• **JOBS**:
a) In the forum thread, what color is the biggest competitor's product packaged in?
b) Reproduce the forum thread word for word from "Joined: Dec 19, 2010" to "around. Good times!!".

• **DOCUMENT SECTION**:
#####
Our biggest competitor's product is packaged in red. So DH asks the customer to let him know what the serial number of "our" unit was and after a long pause the customer sheepishly admitted that it wasn't one of our units, but he wanted help from us because we had the reputation of the best service in the business and the competitor hadn't been able to figure the problem out. Hey, if the guy wants to buy that single unit from our competitor, that's not a biggie, but to waste almost a week of my husband's time trying to service a product that we didn't even make that one tiny sale on? Ouch. I hope your husband now asks for the serial number of the troublesome unit first before investing any time in troubleshooting. Nah, he's a softie. Even after all that, he still helped the "customer" out.
|
|
swamp
Community Leader
THEY’RE EATING THE DOGS!!!!!!!
Joined: Dec 19, 2010 16:03:22 GMT -5
Posts: 45,619
|
Post by swamp on Aug 2, 2014 11:44:52 GMT -5
Weren't those lawn darts called Jarts? We had them as well and all survived with no bloodshed. I'm sure my mom still has them, actually. As well as 90% of our childhood toys. Yes. We had them. My parents and their friends used to get all drunk and play during parties. With the kids around. Good times!!
|
|
Bonny
Junior Associate
Joined: Nov 17, 2013 10:54:37 GMT -5
Posts: 7,459
Location: No Place Like Home!
#####
• **DATASET**:
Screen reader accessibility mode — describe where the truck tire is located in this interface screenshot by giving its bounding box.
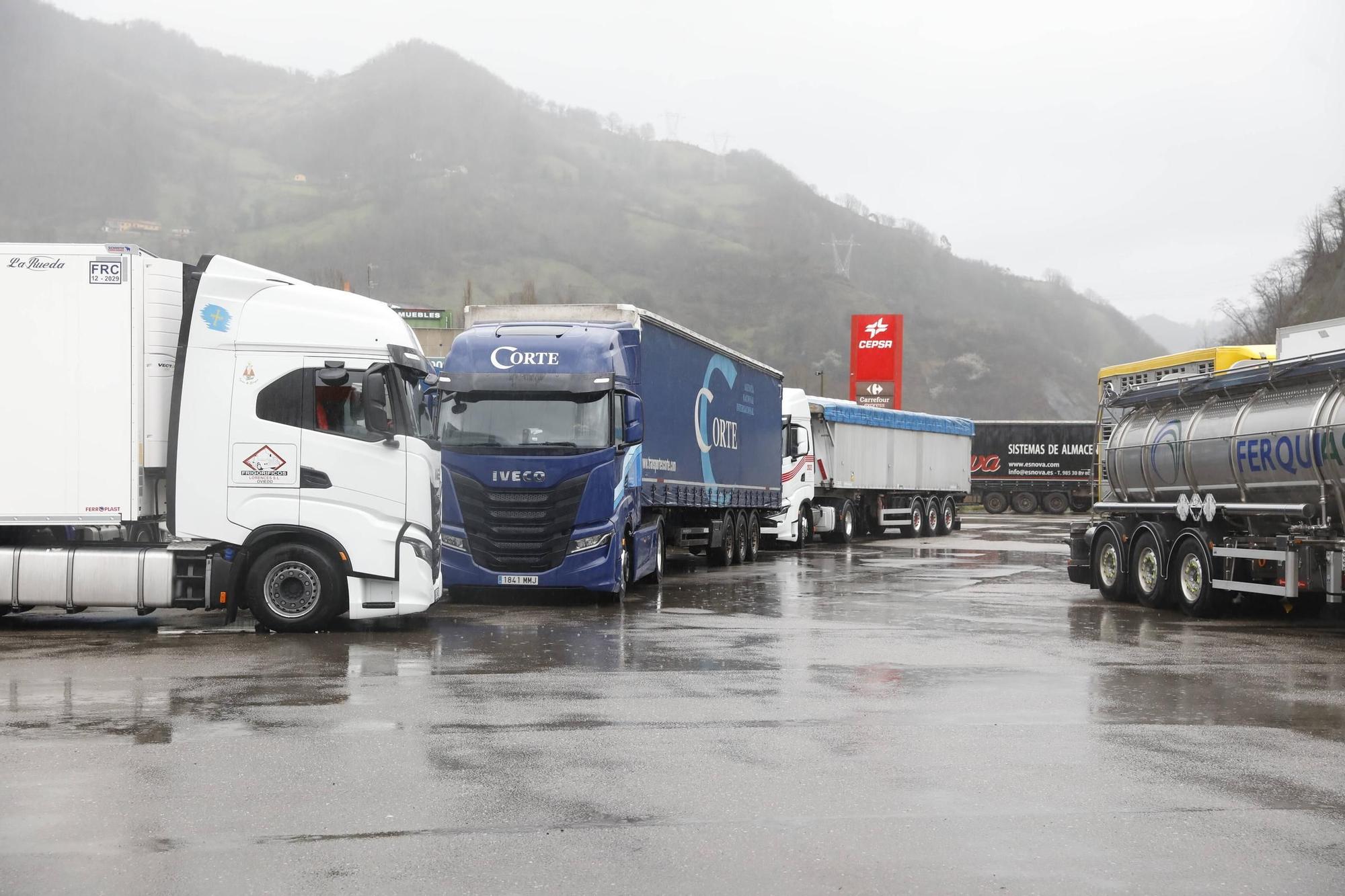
[1169,538,1231,619]
[1041,491,1069,516]
[924,495,943,538]
[729,512,748,567]
[935,495,958,536]
[705,510,737,567]
[1092,528,1127,600]
[246,544,347,633]
[826,501,854,545]
[640,520,668,585]
[1130,532,1167,610]
[742,510,761,564]
[901,498,924,538]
#####
• **ANSWERS FOR THE EXERCISE**:
a) Red.

b)
Joined: Dec 19, 2010 16:03:22 GMT -5
Posts: 45,619
|
Post by swamp on Aug 2, 2014 11:44:52 GMT -5
Weren't those lawn darts called Jarts? We had them as well and all survived with no bloodshed. I'm sure my mom still has them, actually. As well as 90% of our childhood toys. Yes. We had them. My parents and their friends used to get all drunk and play during parties. With the kids around. Good times!!